• [Given request]: Carry on the boxing article about Scott Quigg from the point where it stops, keeping its style and voice.

• [Document section]:
★ ★ ★
The Changing Landscape for Scott Quigg

By Jeff Weston on November 4, 2016
The Changing Landscape for Scott Quigg
There is a quiet weighing up of things from Scott Quigg – mature counsel. (Tim Hobbs)

One worries about his expected step-up, his joining the nine-stoners. It’ll be like fleeing a gang only to find himself in a tougher neighborhood…

Put mittens on the two lads behind reception at Gloves Community Centre – James Shorting and Carl Dyer – and you’d expect a TKO in round six or seven; an austere uppercut from the stockier Dyer. Neither man boxes. Neither man professes to want to step in a ring (although Dyer is taking his ABA coaching badges). Yet this is the thing about boxing, its pre-bell, thin definition – you see two specimens side by side and foolishly think you know who’s the hardest.

Scott Quigg would have been downed in his sixth and eleventh fight if that was the case – against Gheorghe Ghiompirica. He would have succumbed to Rendall Munroe twice in 2012 and been chewed up by Kiko Martinez – his “first big-name win” – only last year.

Except, the heart isn’t always visible. And ugly doesn’t always execute the menace that its face promises.

On the outside, Prince Street, Bolton is ugly, unprepossessing. The home of Joe Gallagher’s legion of champions feels like a piece of post-2008 Detroit. An eight-story block of flats sits opposite. Faded double yellow lines shimmy in front of the similarly colored gym front. Half a dozen old, wooden crates stand pointlessly propped up against a nearby wall. The boarded up Cotton Tree public house down the road – “another lost pub” – symbolizes retrenchment of a sort.
★ ★ ★
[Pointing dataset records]
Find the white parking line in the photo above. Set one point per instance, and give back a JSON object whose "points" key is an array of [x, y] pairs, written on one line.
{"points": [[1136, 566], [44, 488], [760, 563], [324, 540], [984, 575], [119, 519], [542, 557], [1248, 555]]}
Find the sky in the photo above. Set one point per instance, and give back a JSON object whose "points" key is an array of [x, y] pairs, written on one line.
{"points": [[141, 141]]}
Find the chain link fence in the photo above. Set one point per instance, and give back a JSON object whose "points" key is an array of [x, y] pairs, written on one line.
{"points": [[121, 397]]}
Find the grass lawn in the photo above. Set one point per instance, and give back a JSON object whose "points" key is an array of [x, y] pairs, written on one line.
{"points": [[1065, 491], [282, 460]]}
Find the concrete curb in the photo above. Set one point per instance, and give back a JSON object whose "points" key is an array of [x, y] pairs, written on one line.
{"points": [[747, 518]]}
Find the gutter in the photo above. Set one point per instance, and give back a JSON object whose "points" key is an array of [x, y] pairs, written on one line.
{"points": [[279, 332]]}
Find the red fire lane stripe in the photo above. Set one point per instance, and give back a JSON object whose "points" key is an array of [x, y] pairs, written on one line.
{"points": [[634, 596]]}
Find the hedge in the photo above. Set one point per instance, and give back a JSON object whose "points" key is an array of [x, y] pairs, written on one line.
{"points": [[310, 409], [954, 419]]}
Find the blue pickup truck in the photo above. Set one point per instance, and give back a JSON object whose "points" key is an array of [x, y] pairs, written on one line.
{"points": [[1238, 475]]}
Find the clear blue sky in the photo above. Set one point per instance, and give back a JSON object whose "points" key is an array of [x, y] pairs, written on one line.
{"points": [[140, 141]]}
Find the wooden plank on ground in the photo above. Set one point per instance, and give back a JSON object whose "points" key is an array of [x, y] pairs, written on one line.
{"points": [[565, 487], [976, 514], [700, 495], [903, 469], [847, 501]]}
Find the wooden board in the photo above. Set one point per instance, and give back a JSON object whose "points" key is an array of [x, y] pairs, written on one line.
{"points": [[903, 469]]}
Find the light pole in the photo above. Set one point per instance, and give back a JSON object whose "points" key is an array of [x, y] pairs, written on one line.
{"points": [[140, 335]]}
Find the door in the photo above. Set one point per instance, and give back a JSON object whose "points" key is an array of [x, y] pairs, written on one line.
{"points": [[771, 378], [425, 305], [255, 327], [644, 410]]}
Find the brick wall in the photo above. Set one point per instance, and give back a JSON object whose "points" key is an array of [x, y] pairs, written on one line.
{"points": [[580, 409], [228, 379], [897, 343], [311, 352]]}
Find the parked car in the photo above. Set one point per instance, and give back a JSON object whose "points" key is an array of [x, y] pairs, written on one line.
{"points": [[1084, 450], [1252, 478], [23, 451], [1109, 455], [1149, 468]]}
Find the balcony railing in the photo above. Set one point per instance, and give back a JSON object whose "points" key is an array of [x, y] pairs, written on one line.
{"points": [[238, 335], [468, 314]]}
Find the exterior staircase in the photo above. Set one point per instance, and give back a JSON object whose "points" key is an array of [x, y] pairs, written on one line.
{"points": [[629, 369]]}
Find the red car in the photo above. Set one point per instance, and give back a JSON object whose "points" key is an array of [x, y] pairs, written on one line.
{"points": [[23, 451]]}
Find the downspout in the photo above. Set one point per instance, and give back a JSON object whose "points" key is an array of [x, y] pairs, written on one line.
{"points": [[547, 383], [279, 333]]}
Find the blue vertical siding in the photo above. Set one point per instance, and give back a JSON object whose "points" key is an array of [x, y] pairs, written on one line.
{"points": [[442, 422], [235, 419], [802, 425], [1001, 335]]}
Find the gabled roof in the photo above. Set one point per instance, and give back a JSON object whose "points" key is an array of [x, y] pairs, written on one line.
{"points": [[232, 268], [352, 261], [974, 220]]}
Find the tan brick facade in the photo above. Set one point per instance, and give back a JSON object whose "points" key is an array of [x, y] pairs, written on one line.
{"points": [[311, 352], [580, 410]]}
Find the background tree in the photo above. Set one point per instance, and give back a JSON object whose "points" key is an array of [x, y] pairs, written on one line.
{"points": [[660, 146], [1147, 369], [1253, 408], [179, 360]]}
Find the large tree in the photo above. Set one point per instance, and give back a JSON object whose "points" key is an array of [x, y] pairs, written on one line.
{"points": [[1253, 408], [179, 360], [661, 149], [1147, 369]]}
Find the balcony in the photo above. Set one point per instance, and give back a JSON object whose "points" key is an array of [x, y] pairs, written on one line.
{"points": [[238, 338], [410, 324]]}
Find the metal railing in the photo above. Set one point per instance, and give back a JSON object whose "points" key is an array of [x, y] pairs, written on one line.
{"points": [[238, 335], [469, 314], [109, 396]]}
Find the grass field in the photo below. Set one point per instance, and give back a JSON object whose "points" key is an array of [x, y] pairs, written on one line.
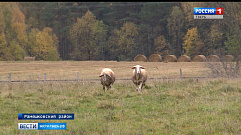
★ ★ ★
• [Result for this task]:
At 7 am, sat outside what was boldly heralded by the local rag – post-Carl Frampton – as “the centre of the boxing universe” (what with the Team Fury gym just a mile around the corner), there is a kind of beauty, however – a mishmash of humanity preparing itself for another day. All potter and weave beneath the prominent B&Q orange lights in the distance. All look minuscule in the shadow of the self-storage warehouse behind this boxing hub.

‘No Ball Games’ blares the red and white sign in the housing association gardens across the road. If not, then there has to be something – exhalement and focus quartered in meaningful barracks; a group of kids and young men directing their angst somewhere.

James opens up at 8.45 am on this late October Monday morning. He refers to himself as a “caretaker”, the odd job man, the man with the keys. He loosens the necessary doors in time for the pro boxers who invariably train between 9 am and 1 pm. It doesn’t appear to be a taxing job, but he has to smile and greet all manner of people – some of them warm-hearted, some of them overweening.

Looking around it is clear that this is Amir Khan central. Thirty-four framed snapshots of his fights line the wall. “Just the Canelo fight to go up,” James says, almost six months after that heavy night in Las Vegas.

Saul “Canelo” Alvarez is the man that links Bolton’s famous son with the current Scouse (and Mancunian) occupants. Past the two Toshiba televisions, leather suite and boxes, and through a maze of conference rooms and staircases, reside Gallagher’s often maligned crew including Liam “Beefy” Smith, Anthony “Million Dollar” Crolla and Scott Quigg.

It is just Gallagher and Bury pugilist, Quigg when I arrive – sat on the humble, slat benches of the beige-tiled changing room in their archetypal black gear. Gallagher has his usual scorched smile; Quigg, his always-alert eyes and indoor skin. The Manchester twang of Gallagher is noticeable although less striking – a little softer – close up. He seems reasonable, more approachable in the flesh than he does on TV; his backstreet haircut a sign that intensity and fitness are at the forefront of his thoughts, not la-di-da smoothness.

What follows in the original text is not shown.